Set task:
Using the thread about parallel rustc build timings, answer each item on its own line:
(a) What real time did -Zthreads=72 give without the kernel patch?
(b) What real time did -Zthreads=16 give?
(c) Why did the tester want to gather every result with the kernel patch before switching back?

Extracted text:
==============================

Nope, that's the second build.
For reference, the wasmtime build with parallel rustc (and default threads) was:
real 1m9.191s user 16m55.383s sys 0m23.964s
Which is basically the same wall-clock (slightly better) and noticeably better user time.
The kernel patch did slightly improve the results with RUSTFLAGS=-Zthreads=72
, but that's still much worse than 4:
real 1m27.163s user 40m44.138s sys 3m4.341s
hm, I think I was remembering when we were benchmarking first 3 seconds of a build which might explain my expectation of lower system times
could you try on both with timeout 3s cargo ...
?
For comparison, -Zthreads=72
without this kernel patch gave 2m1s real-time and 50m user.
So the kernel patch to fix thundering herd wakeups for pipes is a huge relative improvement for -Zthreads=72, but there's still a problem there.
@simulacrum This system takes a while to reboot, so I'd like to get all the results I can with the kernel patch before I switch back to without.
ah, okay, wasn't sure if you were working on a separate machine or something
I'm doing these tests on a separate system than the one I'm chatting with, but that separate system takes minutes to reboot.
(server BIOSes, sigh)
fwiw, one thing that might be helpful is to get some loose syscall counts/timing
@simulacrum But purely subjectively, without the kernel patch, cargo spent a few seconds showing 0 crates compiled, while with the patch, the "slow startup" problem doesn't seem to be true anymore.
that's the primary behavior we're expecting to fix, so that's good to hear
I can easily get some -Ztimings
data from this patched kernel.
Also, I'm trying some experiments with different -Zthreads
values.
For instance, -Zthreads=16
gives:
real 1m7.279s user 18m13.828s sys 0m38.424s
That's a bit more user time, but a few seconds wall-clock improvement over 4 threads, and the improvement definitely isn't noise.
Subjectively, this feels like there's some critical non-linear scaling issue that dominates with high numbers of threads but not with low numbers of threads.
I tend to agree -- I think we've not yet tracked down what that is. It might be that we just don't have enough data or so, or maybe we're not yet parallel enough (i.e., the compiler itself is not sufficiently able to utilize that parallelism)
/me would be happy to help get the data you need.

==============================

Items:
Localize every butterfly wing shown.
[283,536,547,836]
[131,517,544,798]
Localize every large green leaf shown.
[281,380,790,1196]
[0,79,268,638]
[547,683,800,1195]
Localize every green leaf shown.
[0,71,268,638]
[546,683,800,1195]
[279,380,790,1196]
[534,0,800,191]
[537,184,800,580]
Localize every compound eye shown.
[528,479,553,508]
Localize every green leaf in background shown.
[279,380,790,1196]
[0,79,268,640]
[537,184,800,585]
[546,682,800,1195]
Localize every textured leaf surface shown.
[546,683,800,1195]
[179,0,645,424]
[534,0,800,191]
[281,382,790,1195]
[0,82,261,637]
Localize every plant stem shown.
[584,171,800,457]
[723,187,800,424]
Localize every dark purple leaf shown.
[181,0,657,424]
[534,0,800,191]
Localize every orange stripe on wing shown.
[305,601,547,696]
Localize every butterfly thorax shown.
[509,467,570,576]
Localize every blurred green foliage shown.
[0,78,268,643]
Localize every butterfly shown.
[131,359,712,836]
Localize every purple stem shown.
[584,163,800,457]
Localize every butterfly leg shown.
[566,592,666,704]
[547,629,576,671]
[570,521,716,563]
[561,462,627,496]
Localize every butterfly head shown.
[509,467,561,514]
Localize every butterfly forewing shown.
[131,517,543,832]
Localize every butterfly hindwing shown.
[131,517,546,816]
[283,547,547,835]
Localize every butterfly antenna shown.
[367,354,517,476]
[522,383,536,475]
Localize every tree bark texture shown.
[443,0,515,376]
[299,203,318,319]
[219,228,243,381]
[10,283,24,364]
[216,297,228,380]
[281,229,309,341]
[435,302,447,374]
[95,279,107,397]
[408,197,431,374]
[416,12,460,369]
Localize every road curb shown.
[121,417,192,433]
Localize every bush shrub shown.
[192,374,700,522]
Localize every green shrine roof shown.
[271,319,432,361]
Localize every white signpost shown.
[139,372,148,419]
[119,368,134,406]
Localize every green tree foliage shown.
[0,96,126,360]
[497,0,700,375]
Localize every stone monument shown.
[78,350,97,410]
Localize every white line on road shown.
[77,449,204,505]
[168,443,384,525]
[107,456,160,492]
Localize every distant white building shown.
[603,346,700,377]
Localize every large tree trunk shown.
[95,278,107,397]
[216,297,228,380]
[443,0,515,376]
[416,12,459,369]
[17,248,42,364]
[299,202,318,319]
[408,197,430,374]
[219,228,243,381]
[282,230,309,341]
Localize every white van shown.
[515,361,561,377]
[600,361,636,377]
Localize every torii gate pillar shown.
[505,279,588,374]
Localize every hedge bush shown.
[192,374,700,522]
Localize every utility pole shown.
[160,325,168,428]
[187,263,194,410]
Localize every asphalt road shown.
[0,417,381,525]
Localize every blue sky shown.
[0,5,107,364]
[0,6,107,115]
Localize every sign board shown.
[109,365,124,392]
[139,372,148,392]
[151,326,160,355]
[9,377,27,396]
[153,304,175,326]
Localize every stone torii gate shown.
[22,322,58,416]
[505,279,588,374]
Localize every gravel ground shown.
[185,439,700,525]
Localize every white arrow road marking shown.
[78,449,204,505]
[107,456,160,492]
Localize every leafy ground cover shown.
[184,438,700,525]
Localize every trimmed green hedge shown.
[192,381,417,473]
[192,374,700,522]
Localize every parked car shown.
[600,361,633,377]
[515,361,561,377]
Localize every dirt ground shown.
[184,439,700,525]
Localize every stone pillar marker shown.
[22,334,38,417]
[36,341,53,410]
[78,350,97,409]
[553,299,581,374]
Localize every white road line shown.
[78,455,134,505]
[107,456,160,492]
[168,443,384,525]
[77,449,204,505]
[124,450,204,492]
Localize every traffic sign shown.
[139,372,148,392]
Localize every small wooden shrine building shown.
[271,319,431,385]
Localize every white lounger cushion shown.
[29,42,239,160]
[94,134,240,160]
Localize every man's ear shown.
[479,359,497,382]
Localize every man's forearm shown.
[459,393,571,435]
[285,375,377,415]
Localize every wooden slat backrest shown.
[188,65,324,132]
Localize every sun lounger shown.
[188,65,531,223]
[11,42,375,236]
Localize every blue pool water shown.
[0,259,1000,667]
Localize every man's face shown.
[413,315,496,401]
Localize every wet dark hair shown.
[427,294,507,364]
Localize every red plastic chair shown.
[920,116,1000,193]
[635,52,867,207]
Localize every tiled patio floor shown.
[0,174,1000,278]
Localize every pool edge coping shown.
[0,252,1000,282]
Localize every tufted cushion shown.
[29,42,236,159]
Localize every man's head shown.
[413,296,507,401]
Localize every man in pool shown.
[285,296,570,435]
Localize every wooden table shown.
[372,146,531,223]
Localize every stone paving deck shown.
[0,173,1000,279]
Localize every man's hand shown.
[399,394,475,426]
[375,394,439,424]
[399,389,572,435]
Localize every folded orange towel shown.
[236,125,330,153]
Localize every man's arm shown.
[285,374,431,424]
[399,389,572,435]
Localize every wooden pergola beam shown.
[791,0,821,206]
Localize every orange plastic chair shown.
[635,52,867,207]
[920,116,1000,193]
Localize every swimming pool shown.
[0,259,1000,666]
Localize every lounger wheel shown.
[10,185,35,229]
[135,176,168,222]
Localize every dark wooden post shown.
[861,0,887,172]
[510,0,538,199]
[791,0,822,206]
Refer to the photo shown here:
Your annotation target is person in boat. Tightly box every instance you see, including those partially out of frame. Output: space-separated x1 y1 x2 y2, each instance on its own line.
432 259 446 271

==============================

Full output:
(a) 2m1s.
(b) 1m7.279s.
(c) The test system takes a while to reboot.